Direction> Each of the entries should be retyped precisely as it appears.

Data to process>
● ● ● ● ● ● ●

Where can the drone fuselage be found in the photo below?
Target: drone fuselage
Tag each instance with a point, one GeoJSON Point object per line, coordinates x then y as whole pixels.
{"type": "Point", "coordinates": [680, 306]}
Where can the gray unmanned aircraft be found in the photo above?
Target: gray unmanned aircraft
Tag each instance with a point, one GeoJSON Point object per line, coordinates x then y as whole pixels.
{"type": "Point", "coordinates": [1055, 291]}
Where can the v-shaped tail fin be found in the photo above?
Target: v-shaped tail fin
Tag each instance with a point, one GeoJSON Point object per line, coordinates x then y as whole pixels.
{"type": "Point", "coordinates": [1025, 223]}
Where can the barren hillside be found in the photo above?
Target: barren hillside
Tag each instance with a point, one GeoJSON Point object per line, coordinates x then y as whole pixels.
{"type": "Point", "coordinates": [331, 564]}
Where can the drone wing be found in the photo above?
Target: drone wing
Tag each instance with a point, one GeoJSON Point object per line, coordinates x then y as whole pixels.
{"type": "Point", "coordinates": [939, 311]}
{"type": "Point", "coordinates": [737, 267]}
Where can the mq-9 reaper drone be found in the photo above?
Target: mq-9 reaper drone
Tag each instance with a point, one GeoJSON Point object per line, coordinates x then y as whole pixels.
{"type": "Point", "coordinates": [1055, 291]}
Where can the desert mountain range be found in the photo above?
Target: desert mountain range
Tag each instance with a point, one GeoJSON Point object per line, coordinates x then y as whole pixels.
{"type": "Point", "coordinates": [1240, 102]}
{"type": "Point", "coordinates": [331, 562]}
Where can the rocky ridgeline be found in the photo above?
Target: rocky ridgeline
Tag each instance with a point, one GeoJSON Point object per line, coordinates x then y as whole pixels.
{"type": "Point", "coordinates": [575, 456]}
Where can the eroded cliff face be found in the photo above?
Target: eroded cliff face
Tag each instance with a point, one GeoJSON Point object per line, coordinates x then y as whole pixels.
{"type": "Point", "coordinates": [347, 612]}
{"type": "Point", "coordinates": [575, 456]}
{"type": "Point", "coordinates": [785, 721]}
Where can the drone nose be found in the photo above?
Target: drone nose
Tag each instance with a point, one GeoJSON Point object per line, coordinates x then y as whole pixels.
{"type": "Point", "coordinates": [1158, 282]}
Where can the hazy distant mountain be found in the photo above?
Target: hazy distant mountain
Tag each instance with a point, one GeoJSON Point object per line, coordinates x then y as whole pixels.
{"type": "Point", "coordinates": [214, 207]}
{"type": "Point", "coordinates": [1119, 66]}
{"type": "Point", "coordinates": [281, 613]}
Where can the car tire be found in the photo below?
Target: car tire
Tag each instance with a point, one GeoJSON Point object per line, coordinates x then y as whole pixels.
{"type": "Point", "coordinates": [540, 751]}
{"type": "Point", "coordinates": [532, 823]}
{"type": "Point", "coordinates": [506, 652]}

● ● ● ● ● ● ●

Written response>
Where can the drone fuselage be found in the photo below?
Target: drone fuselage
Tag each instance with a point, one GeoJSON Point object per line, coordinates x then y as whole pixels.
{"type": "Point", "coordinates": [680, 306]}
Where can the gray unmanned aircraft be found in the photo above?
Target: gray unmanned aircraft
Tag each instance with a point, one GeoJSON Point object per line, coordinates x then y as whole pixels.
{"type": "Point", "coordinates": [1055, 291]}
Where can the v-shaped tail fin be found in the photo above?
Target: v-shaped tail fin
Tag each instance with a point, one GeoJSON Point object per line, coordinates x then y as whole pixels.
{"type": "Point", "coordinates": [1025, 223]}
Where can the barren hillside be found in the photo above?
Target: barren hillside
Tag each instance with a point, one GeoJSON Point object per line, coordinates x then y as whole pixels.
{"type": "Point", "coordinates": [331, 564]}
Where can the drone wing be found in the photo above?
Target: drone wing
Tag each instance with a point, one GeoJSON Point object per line, coordinates x then y as whole pixels.
{"type": "Point", "coordinates": [939, 311]}
{"type": "Point", "coordinates": [737, 267]}
Where can the mq-9 reaper drone be found in the photo above?
Target: mq-9 reaper drone
Tag each instance with a point, one GeoJSON Point object per line, coordinates x then y as whole pixels.
{"type": "Point", "coordinates": [1055, 291]}
Where can the desert mountain range be found in the photo above?
Target: desert mountain range
Tag each instance with a point, one GeoJSON Point object per line, coordinates x then y as whole pixels.
{"type": "Point", "coordinates": [1240, 102]}
{"type": "Point", "coordinates": [331, 562]}
Where can the rocky ridgeline be found in the photo above?
Target: rocky ridgeline
Tag each instance with a point, one GeoJSON Point object per line, coordinates x then y as whole pixels.
{"type": "Point", "coordinates": [575, 456]}
Where can the eroded cliff face be found in the photo above?
Target: eroded cliff face
Tag each instance with a point, one GeoJSON Point object per line, coordinates x then y as whole pixels.
{"type": "Point", "coordinates": [347, 612]}
{"type": "Point", "coordinates": [575, 456]}
{"type": "Point", "coordinates": [785, 721]}
Where can the drone nose be found in the photo above?
Target: drone nose
Tag each instance with a point, one GeoJSON Point object per line, coordinates x then y as whole pixels.
{"type": "Point", "coordinates": [1158, 282]}
Where can the hazy distant mountain be found in the photo above?
Target: hazy distant mountain
Tag each instance with a point, one GeoJSON Point object per line, coordinates x then y as whole pixels.
{"type": "Point", "coordinates": [214, 207]}
{"type": "Point", "coordinates": [1119, 66]}
{"type": "Point", "coordinates": [281, 613]}
Where can the car tire be found in the photo below?
Target: car tire
Tag each instance with a point, one GeoJSON Point object per line, coordinates x then y as whole pixels.
{"type": "Point", "coordinates": [540, 751]}
{"type": "Point", "coordinates": [532, 823]}
{"type": "Point", "coordinates": [506, 652]}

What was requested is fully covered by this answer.